*Required task*:
Please reproduce every one of the records below line for line, without changing a single character.

■ ■ ■ ■

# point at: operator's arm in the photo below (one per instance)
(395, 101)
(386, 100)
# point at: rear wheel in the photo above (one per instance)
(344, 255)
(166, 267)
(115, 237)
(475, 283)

■ ■ ■ ■

*Expected answer*:
# point at: operator's arm in the photo below (one per instance)
(395, 101)
(386, 100)
# point at: rear wheel in the photo above (one per instance)
(344, 255)
(166, 267)
(115, 237)
(475, 283)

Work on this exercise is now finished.